▶ [TEXTAUSZUG]
##############################

Ein Verfahren, mit dem sich Struktur und Aktivität von Tumoren in ihrer ganzen Ausdehnung und von allen Seiten betrachten lassen, haben Forscher des Dortmunder Max-Planck-Institut für molekulare Physiologie und des Deutschen Krebsforschungszentrum in Heidelberg entwickelt. Bald könnte dies zur Routinediagnostik gehören.
Bisherige Verfahren waren zu zeitaufwändig, um sie in der Routinediagnostik einzusetzen. Mit der neu entwickelten Kombination aus computergestützter Bildanalyse und dreidimensionaler Rekonstruktion läßt sich innerhalb weniger Stunden die dreidimensionale Architektur von Zellen und Geweben in einer hohen Auflösung darstellen.
Leuchtende Tumorzellen...
Die Forscher konzentrierten sich auf Minitumore, die aus Krebszellen des Patienten kultiviert werden. "Heute weiß man, daß Mikrotumore die Verhältnisse im Patienten wesentlich besser widerspiegeln als einzelne Krebszellen. So zeigen einige Tumore bei einer Therapie Resistenzen, während einzelne Tumorzellen im Laborversuch diese Resistenzen nicht besitzen", erklärt dazu Prof. Acker vom Max-Planck-Institut.
Im Krankenhaus wird das Tumorgewebe entnommen und im Labor ein Mikrotumor gezüchtet. Diesen untersuchen die Forscher mit einem konfokalem Laser-Scanning-Mikroskop, der derzeit leistungsfähigsten Technik für die Analyse der räumlichen Organisation in der Zelle. Zuerst wird der Minitumor mit Farbstoffen versetzt, die an Strukturen in der Zelle binden. Durch die Färbung leuchten die Strukturen in der Zelle selbst, dadurch lassen sich sogar Einzelheiten erkennen, die eigentlich jenseits der Auflösung der Lichtmikroskopie liegen.
Das optische "Seziermesser"
Mit dieser Kombination aus Laser, Spezialoptik und Computer werden Zellen und Gewebe des Minitumors gewissermaßen "optisch seziert". Es wird immer nur die Schicht dargestellt, die direkt im Fokus des Laserstrahls liegt. Hierzu erzeugt der Laser Lichtimpulse von einigen Femtosekunden.

##############################

▶ [AUFGABEN]
1 – Beantworten Sie anhand des Textes über die 3D-Darstellung von Tumoren folgende Fragen:
(a) Welche beiden Einrichtungen haben das Verfahren entwickelt?
(b) Mit welchem Mikroskop untersuchen die Forscher den Mikrotumor?
(c) Wie lang sind die Lichtimpulse, die der Laser erzeugt?
2 – Führen Sie den Text über die 3D-Darstellung von Tumoren nach seinem letzten Satz weiter.

##############################

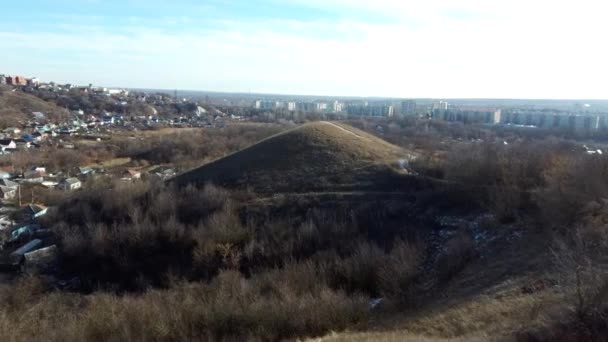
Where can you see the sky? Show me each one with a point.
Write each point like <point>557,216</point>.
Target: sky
<point>390,48</point>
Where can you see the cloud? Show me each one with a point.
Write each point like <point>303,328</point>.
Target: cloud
<point>435,48</point>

##############################

▶ [LÖSUNGEN]
1 –
(a) Das Max-Planck-Institut für molekulare Physiologie in Dortmund und das Deutsche Krebsforschungszentrum in Heidelberg.
(b) Mit einem konfokalen Laser-Scanning-Mikroskop.
(c) Sie dauern einige Femtosekunden.

2 –
Mit der Kopplung aus Femtosekunden-Laser und hochauflösendem Mikroskop blicken die Forscher bis zu 0,22 mm tief in das Tumorgewebe hinein, klären die filigranen Strukturen auf und setzen diese mit verschiedenen Zellaktivitäten in Verbindung. Da die Zellen nur eine Höhe von etwa 0,06 Millimeter haben, kann man eine große Zahl von Zellschichten untersuchen. Die "optischen Schnitte" durch die gefärbten Strukturen nimmt eine Digitalkamera im Mikroskop auf, es entsteht eine große Menge an Daten, die mittels Computerprogramm zu einem dreidimensionalen Bild zusammengesetzt werden, um die Zellaktivitäten visuell darzustellen.
Individuelle Therapieanpassung möglich
Das Untersuchungsverfahren ermöglicht es, Aktivitätszustände von Tumorzellen in einer bisher nicht gekannten Genauigkeit zu analysieren. Dadurch ergeben sich für medizinische Diagnostik und Behandlungsplanung völlig neue Möglichkeiten, bspw zur Vorbereitung operativer Eingriffe oder Planung von Bestrahlungen. Darüber hinaus ermöglicht die Kopplung verschiedener Untersuchungsverfahren, die Behandlung auf die Besonderheiten des jeweiligen Patienten zuzuschneiden, was zu deutlich weniger Nebenwirkungen führen wird.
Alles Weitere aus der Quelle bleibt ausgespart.